**Tasks to perform**
(a) Put the stretch of the records from the line containing "Target: gray wing" through the end of the records into a numbered list, leaving out any blank lines.
(b) Write what comes next in the article on σ-compact spaces, starting after its final sentence.

**Excerpt to read**
────────

# σ-compact space

In mathematics, a topological space is said to be **σ-compact** if it is the union of countably many compact subspaces.[1]

A space is said to be **σ-locally compact** if it is both σ-compact and locally compact.[2]

## Properties and examples

- Every compact space is σ-compact, and every σ-compact space is Lindelöf (i.e. every open cover has a countable subcover).[3] The reverse implications do not hold, for example, standard Euclidean space (
**R**^{n}) is σ-compact but not compact,[4] and the lower limit topology on the real line is Lindelöf but not σ-compact.[5] In fact, the countable complement topology on any uncountable set is Lindelöf but neither σ-compact nor locally compact.[6] - A Hausdorff, Baire space that is also σ-compact, must be locally compact at at least one point.
- If
*G*is a topological group and*G*is locally compact at one point, then*G*is locally compact everywhere. Therefore, the previous property tells us that if*G*is a σ-compact, Hausdorff topological group that is also a Baire space, then*G*is locally compact. This shows that for Hausdorff topological groups that are also Baire spaces, σ-compactness implies local compactness. - The previous property implies for instance that
**R**^{ω}is not σ-compact: if it were σ-compact, it would necessarily be locally compact since**R**^{ω}is a topological group that is also a Baire space. - Every hemicompact space is σ-compact.[7] The converse, however, is not true;[8] for example, the space of rationals, with the usual topology, is σ-compact but not hemicompact.

────────

**Materials provided**
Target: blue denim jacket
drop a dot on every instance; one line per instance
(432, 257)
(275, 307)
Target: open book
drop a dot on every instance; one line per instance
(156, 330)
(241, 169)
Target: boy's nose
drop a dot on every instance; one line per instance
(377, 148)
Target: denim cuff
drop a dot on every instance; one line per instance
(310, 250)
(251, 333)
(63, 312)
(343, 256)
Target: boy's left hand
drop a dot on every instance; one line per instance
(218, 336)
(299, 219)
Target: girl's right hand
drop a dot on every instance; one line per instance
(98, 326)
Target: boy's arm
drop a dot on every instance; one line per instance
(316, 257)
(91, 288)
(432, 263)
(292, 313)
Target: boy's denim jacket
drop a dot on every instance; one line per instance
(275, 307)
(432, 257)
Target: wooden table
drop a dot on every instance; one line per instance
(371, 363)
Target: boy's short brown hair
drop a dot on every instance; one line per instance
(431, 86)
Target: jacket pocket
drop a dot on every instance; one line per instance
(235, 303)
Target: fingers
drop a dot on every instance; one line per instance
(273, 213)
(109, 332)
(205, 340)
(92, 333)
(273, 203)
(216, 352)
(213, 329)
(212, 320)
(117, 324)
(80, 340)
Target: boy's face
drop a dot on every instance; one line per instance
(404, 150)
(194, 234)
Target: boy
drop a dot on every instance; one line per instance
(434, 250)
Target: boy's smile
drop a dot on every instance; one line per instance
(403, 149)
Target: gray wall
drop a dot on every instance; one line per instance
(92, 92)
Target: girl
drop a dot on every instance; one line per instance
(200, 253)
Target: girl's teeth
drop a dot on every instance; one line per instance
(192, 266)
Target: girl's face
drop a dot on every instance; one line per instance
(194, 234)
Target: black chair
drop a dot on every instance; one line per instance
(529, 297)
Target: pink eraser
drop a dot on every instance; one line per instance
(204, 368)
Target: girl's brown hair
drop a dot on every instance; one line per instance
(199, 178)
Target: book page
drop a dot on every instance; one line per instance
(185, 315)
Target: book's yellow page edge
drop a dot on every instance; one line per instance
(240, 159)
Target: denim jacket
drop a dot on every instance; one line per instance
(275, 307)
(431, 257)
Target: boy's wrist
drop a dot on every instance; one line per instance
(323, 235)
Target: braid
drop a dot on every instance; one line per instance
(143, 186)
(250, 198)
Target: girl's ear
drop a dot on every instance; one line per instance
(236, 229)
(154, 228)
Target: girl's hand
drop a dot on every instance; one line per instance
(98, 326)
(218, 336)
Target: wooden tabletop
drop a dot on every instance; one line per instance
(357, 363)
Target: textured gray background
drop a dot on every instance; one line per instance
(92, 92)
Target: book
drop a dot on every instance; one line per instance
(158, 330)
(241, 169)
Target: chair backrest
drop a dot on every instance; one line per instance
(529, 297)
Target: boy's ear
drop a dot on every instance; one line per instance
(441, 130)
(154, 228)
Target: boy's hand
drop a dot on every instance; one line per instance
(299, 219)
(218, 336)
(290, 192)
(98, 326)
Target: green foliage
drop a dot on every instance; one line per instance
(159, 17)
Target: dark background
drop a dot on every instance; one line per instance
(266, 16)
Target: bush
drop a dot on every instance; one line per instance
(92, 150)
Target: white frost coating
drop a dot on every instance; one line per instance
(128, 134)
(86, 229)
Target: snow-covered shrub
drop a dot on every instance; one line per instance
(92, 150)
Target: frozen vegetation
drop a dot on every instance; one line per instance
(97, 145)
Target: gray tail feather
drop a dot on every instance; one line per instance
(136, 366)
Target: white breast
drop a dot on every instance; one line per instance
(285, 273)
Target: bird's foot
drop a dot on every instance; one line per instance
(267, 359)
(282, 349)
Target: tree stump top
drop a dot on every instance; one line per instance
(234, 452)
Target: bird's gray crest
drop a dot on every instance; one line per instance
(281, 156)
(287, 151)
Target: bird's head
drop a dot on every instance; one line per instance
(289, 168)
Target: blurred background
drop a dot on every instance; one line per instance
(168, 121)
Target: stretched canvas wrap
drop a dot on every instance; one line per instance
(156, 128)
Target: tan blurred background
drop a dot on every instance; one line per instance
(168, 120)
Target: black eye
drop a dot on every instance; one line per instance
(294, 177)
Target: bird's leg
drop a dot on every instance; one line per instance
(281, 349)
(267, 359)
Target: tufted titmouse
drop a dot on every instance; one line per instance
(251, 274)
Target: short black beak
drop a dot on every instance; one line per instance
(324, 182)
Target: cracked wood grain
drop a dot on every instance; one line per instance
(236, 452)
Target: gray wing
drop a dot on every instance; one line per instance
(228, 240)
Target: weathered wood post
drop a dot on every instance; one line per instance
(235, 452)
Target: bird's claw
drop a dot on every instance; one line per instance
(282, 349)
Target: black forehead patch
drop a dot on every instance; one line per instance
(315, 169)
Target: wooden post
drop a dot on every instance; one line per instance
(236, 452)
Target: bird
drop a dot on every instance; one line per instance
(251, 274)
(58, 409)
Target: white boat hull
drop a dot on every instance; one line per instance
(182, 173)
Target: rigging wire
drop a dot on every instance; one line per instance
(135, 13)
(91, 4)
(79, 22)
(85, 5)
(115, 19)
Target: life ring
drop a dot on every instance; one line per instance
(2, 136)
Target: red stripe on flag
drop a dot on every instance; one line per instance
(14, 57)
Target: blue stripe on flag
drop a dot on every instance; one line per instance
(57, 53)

────────

**Answers for the exercise**
(a)
1. Target: gray wing
2. drop a dot on every instance; one line per instance
3. (228, 240)
4. Target: weathered wood post
5. drop a dot on every instance; one line per instance
6. (235, 452)
7. Target: bird's claw
8. drop a dot on every instance; one line per instance
9. (282, 349)
10. Target: black forehead patch
11. drop a dot on every instance; one line per instance
12. (315, 169)
13. Target: wooden post
14. drop a dot on every instance; one line per instance
15. (236, 452)
16. Target: bird
17. drop a dot on every instance; one line per instance
18. (251, 274)
19. (58, 409)
20. Target: white boat hull
21. drop a dot on every instance; one line per instance
22. (182, 173)
23. Target: rigging wire
24. drop a dot on every instance; one line per instance
25. (135, 13)
26. (91, 4)
27. (79, 22)
28. (85, 5)
29. (115, 19)
30. Target: life ring
31. drop a dot on every instance; one line per instance
32. (2, 136)
33. Target: red stripe on flag
34. drop a dot on every instance; one line per instance
35. (14, 57)
36. Target: blue stripe on flag
37. drop a dot on every instance; one line per instance
38. (57, 53)

(b)
- The product of a finite number of σ-compact spaces is σ-compact. However the product of an infinite number of σ-compact spaces may fail to be σ-compact.[9]
- A σ-compact space
*X*is second category (respectively Baire) if and only if the set of points at which is*X*is locally compact is nonempty (respectively dense) in*X*.[10]

## See also

## Notes

- Steen, p.19; Willard, p. 126.
- Steen, p. 21.
- Steen, p. 19.
- Steen, p. 56.
- Steen, p. 75–76.
- Steen, p. 50.
- Willard, p. 126.
- Willard, p. 126.
- Willard, p. 126.
- Willard, p. 188.

## References

- Steen, Lynn A. and Seebach, J. Arthur Jr.;
*Counterexamples in Topology*, Holt, Rinehart and Winston (1970). ISBN 0-03-079485-4. - Willard, Stephen (2004).
*General Topology*. Dover Publications. ISBN 0-486-43479-6.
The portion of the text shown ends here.